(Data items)
>>
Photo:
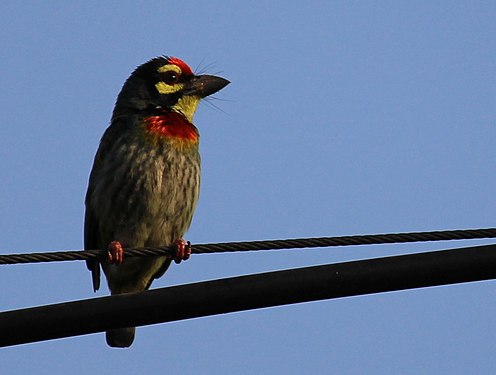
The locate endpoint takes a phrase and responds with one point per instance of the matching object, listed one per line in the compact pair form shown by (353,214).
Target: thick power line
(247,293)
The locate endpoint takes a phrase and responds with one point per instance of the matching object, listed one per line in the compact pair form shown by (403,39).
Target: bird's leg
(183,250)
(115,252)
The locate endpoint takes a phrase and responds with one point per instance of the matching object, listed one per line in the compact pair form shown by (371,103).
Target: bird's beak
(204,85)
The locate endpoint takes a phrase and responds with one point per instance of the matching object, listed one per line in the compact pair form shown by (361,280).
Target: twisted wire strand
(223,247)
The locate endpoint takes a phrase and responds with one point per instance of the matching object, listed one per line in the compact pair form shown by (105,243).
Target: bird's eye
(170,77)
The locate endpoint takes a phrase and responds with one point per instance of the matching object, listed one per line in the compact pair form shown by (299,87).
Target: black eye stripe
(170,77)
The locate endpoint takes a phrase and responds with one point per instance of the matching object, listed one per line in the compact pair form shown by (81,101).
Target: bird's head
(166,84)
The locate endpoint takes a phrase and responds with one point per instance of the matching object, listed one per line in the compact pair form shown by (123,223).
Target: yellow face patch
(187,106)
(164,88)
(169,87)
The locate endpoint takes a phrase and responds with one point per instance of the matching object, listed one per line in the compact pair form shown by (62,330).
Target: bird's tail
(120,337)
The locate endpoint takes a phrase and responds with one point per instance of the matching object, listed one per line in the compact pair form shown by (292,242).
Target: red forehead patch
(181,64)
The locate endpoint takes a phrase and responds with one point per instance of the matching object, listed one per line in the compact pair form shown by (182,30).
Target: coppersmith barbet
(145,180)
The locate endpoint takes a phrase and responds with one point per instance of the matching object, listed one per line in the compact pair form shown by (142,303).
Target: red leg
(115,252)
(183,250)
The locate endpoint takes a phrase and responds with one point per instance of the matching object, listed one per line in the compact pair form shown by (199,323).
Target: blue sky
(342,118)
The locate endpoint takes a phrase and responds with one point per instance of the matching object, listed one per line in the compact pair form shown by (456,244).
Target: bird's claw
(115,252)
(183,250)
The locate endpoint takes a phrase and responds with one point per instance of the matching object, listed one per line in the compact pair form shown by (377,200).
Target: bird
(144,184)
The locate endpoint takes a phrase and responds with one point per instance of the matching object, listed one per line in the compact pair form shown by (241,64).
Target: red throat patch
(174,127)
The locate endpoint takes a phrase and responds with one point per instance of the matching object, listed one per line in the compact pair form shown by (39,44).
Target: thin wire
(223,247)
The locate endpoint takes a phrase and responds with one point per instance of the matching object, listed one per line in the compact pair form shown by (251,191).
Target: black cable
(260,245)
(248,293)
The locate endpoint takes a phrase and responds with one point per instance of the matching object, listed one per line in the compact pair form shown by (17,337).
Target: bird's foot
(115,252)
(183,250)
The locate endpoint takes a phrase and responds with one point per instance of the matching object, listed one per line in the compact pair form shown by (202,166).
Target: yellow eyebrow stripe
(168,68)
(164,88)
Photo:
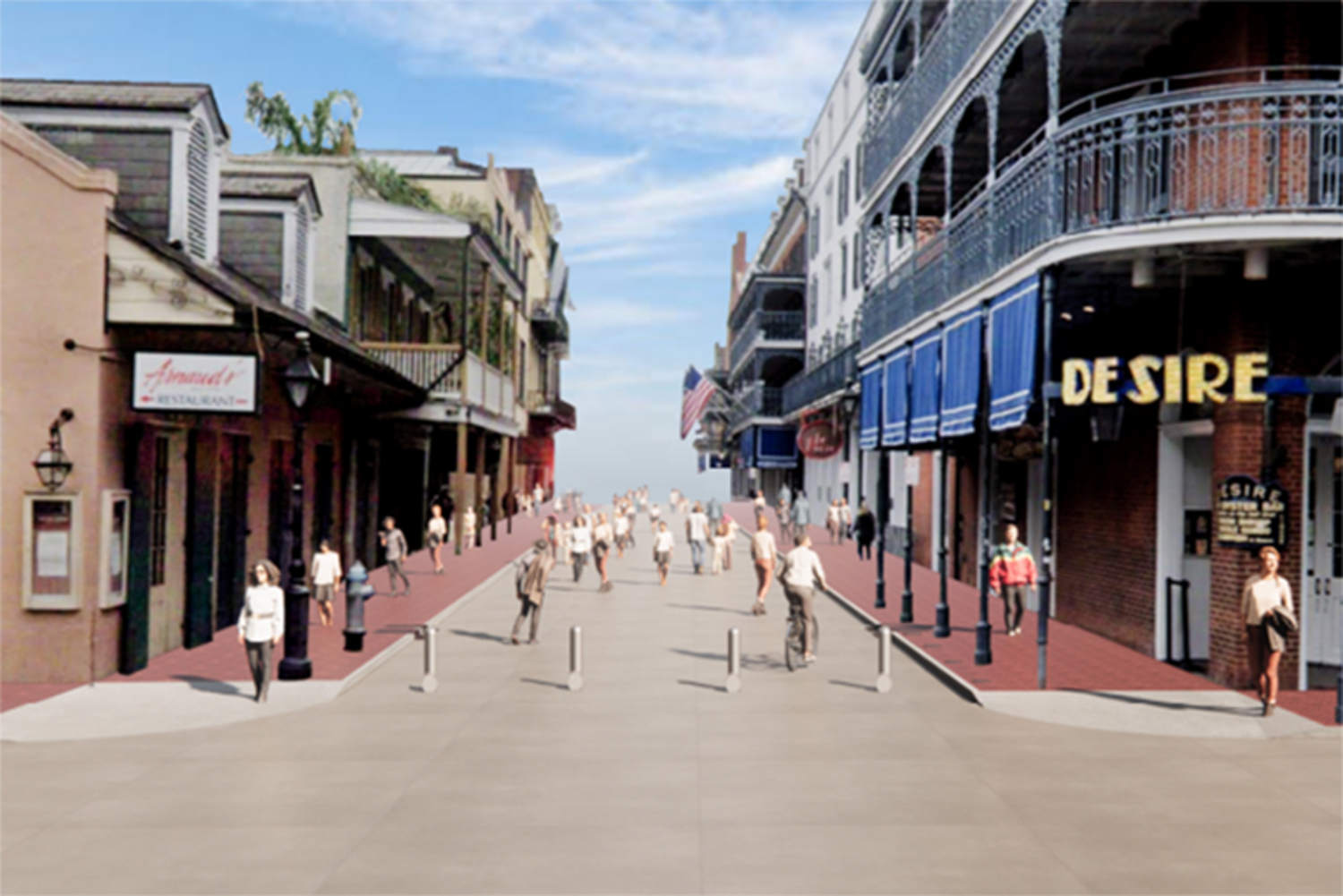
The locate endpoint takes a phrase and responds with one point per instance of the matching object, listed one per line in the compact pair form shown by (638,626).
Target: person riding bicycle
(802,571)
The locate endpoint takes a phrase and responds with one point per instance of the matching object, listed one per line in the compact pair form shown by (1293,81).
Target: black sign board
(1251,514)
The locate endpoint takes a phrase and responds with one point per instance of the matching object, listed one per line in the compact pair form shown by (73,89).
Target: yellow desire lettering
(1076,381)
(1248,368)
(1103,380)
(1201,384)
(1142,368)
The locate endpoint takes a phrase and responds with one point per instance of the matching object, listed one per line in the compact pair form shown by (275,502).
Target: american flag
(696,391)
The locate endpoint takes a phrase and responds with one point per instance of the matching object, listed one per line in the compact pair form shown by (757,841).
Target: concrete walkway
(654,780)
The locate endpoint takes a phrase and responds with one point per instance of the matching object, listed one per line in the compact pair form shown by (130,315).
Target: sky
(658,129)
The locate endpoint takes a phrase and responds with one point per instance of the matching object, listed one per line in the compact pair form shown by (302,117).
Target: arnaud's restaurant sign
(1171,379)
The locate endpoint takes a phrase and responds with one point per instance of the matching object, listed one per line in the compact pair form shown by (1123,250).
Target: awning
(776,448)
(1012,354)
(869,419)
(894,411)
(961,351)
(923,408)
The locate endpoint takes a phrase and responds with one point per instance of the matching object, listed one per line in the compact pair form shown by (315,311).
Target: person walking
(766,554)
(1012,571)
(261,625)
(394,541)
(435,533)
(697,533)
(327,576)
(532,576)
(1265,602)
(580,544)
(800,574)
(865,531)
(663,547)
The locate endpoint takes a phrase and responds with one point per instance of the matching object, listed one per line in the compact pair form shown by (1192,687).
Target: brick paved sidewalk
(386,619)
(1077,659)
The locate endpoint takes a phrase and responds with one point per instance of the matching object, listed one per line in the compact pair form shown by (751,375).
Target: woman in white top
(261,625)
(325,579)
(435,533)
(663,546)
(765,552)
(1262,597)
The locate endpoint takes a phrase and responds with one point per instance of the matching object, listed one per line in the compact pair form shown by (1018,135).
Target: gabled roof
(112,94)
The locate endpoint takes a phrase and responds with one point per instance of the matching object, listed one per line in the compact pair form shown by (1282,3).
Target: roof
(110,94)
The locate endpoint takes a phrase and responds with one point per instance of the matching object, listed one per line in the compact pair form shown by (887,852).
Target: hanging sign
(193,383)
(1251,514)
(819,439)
<<
Set exercise | Write out every entry again word for word, without any of the pictures.

Result |
Photo:
The locate endpoint takes a phrase and responds with one point per instance of the matching object, listed one per line in the compact pair form shown by (353,214).
Target: thick power line
(247,293)
The locate endpoint takes a phrase and responds with one point per instance of the matching object, listed one per line in the compact pair form shown by (403,39).
Target: bird's leg
(183,250)
(115,252)
The locate endpoint takes a phrase and responds with one point per instance of the matching object, listed one per line in the compact pair form shown by (371,103).
Target: bird's beak
(204,85)
The locate endpoint takes a phrase and responds with one point per instance of the matching object, listed one per line in the compact pair form shown by (361,280).
Target: twisted wire strand
(223,247)
The locate endpoint takes a phrase and responds with one point per instance of the matching object, listed one per line in the compact pair form shown by (105,243).
Target: bird's eye
(170,77)
The locate endpoint takes a phrase and responds with one point per instance of the matching object, listed one per line in the compact pair form shown by (299,87).
Target: black eye stripe
(170,77)
The locate endpoint takes a phrase and responds with one point per instance of the matching object, listed one per line in the compact pair form shown by (81,101).
Target: bird's head
(166,84)
The locate endpoint takes a phrase and responds with one point per instance of the matching object, listed one per line in the compact pair form shown by (123,223).
Target: yellow face patch
(187,106)
(164,88)
(169,87)
The locate endpoint takes a phrase and responds with one point per instance of the matching object, listed one per line in the compact pair form shown by (62,330).
Target: bird's tail
(120,337)
The locate endpoint takes a phrase and responds with one point per instance of the matching object, listed one per line in the compact pair form shown by (292,242).
Target: red forehead patch
(181,64)
The locate endpoint takes a phrase and responds with one point per instance of the matching object, listed one per line in the compact pair form shown by (182,30).
Target: coppersmith barbet
(145,180)
The locate endpoint takes a phrase and responds with one point per instance of the matching object, listed one per line in the compact pair form shown by (142,303).
Target: red leg
(115,252)
(183,250)
The locate endpoint takes a phrase and responds with one point per instance of the matching object, listed one per line in the compact pair form shown by (199,323).
Target: blue sky
(342,118)
The locate endpoint takes a phrase and responds with one point per instance of the matching object, listed one per line in the compact pair form shown by (456,244).
Target: bird's claw
(115,252)
(183,250)
The locate endpoint takes a phrase and responds with one point per instance of the matching object, listed one per line in the compact pair form shown by (377,200).
Target: bird
(144,184)
The locate endpoint takes a phrase and responds with one point per instance of the matching object, listed one per line in the compact pair form shown by (241,64).
Target: red throat patch
(174,127)
The locate endpoint takes a phrase and responds with one point per instance of the matching object, listed one per line in the compact pair form shown by (39,44).
Target: thin wire
(223,247)
The locate endpoint takes a phrase and responds with one point per instance of the matching object, listed one per line in the compact pair form shown by (251,191).
Target: black cable
(260,245)
(248,293)
The locate endpoint takes a phrase and responds with one point per instance of the matching object, listed one per line in the compact pair form shown by (17,337).
Target: bird's foot
(115,252)
(183,250)
The locate endpoint takes a phrase and responds with one point per instance of the matching object, listed one per line in the compact pair form shown by (202,166).
Target: yellow eyebrow stripe
(168,68)
(164,88)
Photo:
The locate endpoint takes a phrase and responds with one point per instance of the matching object, listed one per line in the compact pair form shown by (638,626).
Target: person riding bicycle
(802,571)
The locate endpoint takes a phrase and responds with one point per instance of the matching object, listed one per line in the compact pair form shown by (1293,81).
Target: black sign board
(1251,514)
The locate endpoint takes a phrase and responds with one point per instance of the matching object, listed one per line in the compact pair form shown by (73,89).
Target: yellow desire lettering
(1076,381)
(1248,368)
(1103,380)
(1201,384)
(1142,368)
The locate endpoint takes a phrase and responds with one point per instance of the matching object, listed one per line in the compact pair form shown by (275,502).
Target: american flag
(696,391)
The locate endpoint takes a phrase and responds with one point per instance of the matching object, listed one per line in the compact pair form shown by (757,841).
Target: concrete walkway
(654,780)
The locate endpoint takes a phrase and responds with one point per instance of the matching object, listed one per line in the compact pair form shown by (130,315).
Target: sky
(658,129)
The locate endpoint takes a phrase and responds with one point per instance of the matching object, listed one per line in the compact pair form shown by (302,117).
Target: arnaud's restaurant sign
(1171,379)
The locate endpoint takes a phrase and responds with one point per instance of the matching object, listed one per line in the compact pair form shown by (1123,250).
Target: awning
(776,448)
(1012,354)
(869,419)
(894,411)
(961,351)
(923,408)
The locate endpoint takes a phrase and responds with one point per instance of the matching object, listed one per line in the compact pair form shown by (315,311).
Target: person walking
(766,554)
(1012,571)
(261,625)
(394,541)
(435,533)
(697,533)
(327,576)
(532,576)
(1265,602)
(580,544)
(800,574)
(865,531)
(663,547)
The locate endpoint takes a phrase and responds with one point per instance of the matching object, listed one per line in the compact pair form shown by (1192,687).
Target: brick paved sidewalk
(386,619)
(1077,659)
The locate endpoint takes a phrase and responds with one point per instance of the matching object, listed one per line in the compact pair form shown by (751,375).
Target: woman in white top
(261,625)
(325,579)
(435,533)
(663,546)
(765,552)
(1262,597)
The locate endpoint takes a phrase and responds with one point per instance of the matching object, listed one per line in the compact pair form shown by (1018,135).
Target: gabled roof
(112,94)
The locate endpoint takes a phrase and responds with one point per instance of the matching object, listed one per line in the compact pair form shown by (1282,3).
Target: roof
(110,94)
The locate endpoint takes a phrase and responds with one point per instance of the matching object, listed one per line in the compact pair form shown by (887,852).
Target: hanging sign
(193,383)
(1251,514)
(819,439)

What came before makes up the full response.